Selected extract below:
Turkey’s opportunities to use “green” technologies are plentiful – and much needed. The country’s economic boom has increased citizens’ wealth and with it demand for energy, both for industrial use and at home.
The bright green bushes on the hills of the Trabzon region show how most people still make a living here. They plant tea, which they generously offer to visitors, and are concerned about environmental degradation.
“Most people and companies use coal as an energy source, but demand is high and the increased use of ‘green’ energy like hydropower will help preserve our unique environment,” says Idris Ozturk, who has lived there for his whole life. “It will also help our country to become more independent from expensive energy imports,” he adds.
Protecting local communities and the environment
Mr Ozturk works as a construction supervisor at a project to build a hydropower plant at Saray, east of Trabzon. The project is part of the Turkish Mid-size Sustainable Energy Financing Facility (MidSEFF) under which the EBRD has, together with the European Investment Bank and European Commission, committed more than €1 billion to Turkish partner banks. These partner banks have in turn on-lent this money to private sector borrowers to help them invest in renewable energies.
With the help of European Union funding, the EBRD’s social and environmental experts ensure that companies have a minimal impact on the local community and the environment. “We have monitored the river flow and water quality since the beginning of the project. Also, to prevent accidents, our workers are wearing their protective gear at all time. Before starting the project, we had several meetings with the local community to take their concerns into account,” Mr Ozturk says.
Musa Uşar, a local resident, took part in these meetings and raised his concerns about the impact on the surrounding landscape and the river’s water flow. “I was sceptical about the project at first, but then I learned that the hydropower plant is not destroying the tea plants and is built through a tunnel. Furthermore, the excavated earth is used to improve rural roads and a new medical centre opened in a nearby village.”
Wind of change
Since January 2011, MidSEFF has financed 28 sustainable energy projects which are helping to reduce CO2 emissions by 1.2 million tonnes per year, explains Adonai Herrera-Martinez, Principal Banker in the EBRD’s Istanbul office. “These investments into ‘green’ energy produce enough electricity to cover the needs of 3.6 million people in Turkey, which is equivalent to the residential electricity needs of a city of the size of Izmir.”
“Moreover, the EBRD has contributed to harmonising the environmental and social standards applied in these projects with those of the EU and has declined support for around 20 per cent of the projects due to the prospect of adverse risks to the environment and made local banks aware of these risks,” he adds.
But the EBRD’s work has an even wider impact than its MidSEFF projects. It has helped set a new benchmark in the Turkish market and many partner banks have adopted its strict social and environment requirements. Garantibank is one of them and has replicated what it has learned from the EBRD in the city of Soma.
End of Selected extract.
# [Assigned task]
Please rewrite the article on green energy in Turkey from "But the EBRD’s" to "city of Soma.", changing "strict" to "rigorous".
Dataset entries below:
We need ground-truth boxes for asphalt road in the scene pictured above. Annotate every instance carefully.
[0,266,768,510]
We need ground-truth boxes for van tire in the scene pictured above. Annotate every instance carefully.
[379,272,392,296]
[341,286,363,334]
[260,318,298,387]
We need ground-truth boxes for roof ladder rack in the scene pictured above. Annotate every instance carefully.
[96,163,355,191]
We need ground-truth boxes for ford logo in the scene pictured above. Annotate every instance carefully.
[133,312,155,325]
End of Dataset entries.
Dataset entries below:
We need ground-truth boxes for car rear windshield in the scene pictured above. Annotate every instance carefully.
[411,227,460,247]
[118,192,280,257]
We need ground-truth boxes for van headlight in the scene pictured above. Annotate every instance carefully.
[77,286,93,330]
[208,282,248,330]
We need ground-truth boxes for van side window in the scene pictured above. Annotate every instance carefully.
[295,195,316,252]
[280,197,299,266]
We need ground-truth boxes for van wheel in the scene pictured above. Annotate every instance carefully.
End of Dataset entries.
# [Problem solution]
But the EBRD’s work has an even wider impact than its MidSEFF projects. It has helped set a new benchmark in the Turkish market and many partner banks have adopted its rigorous social and environment requirements. Garantibank is one of them and has replicated what it has learned from the EBRD in the city of Soma.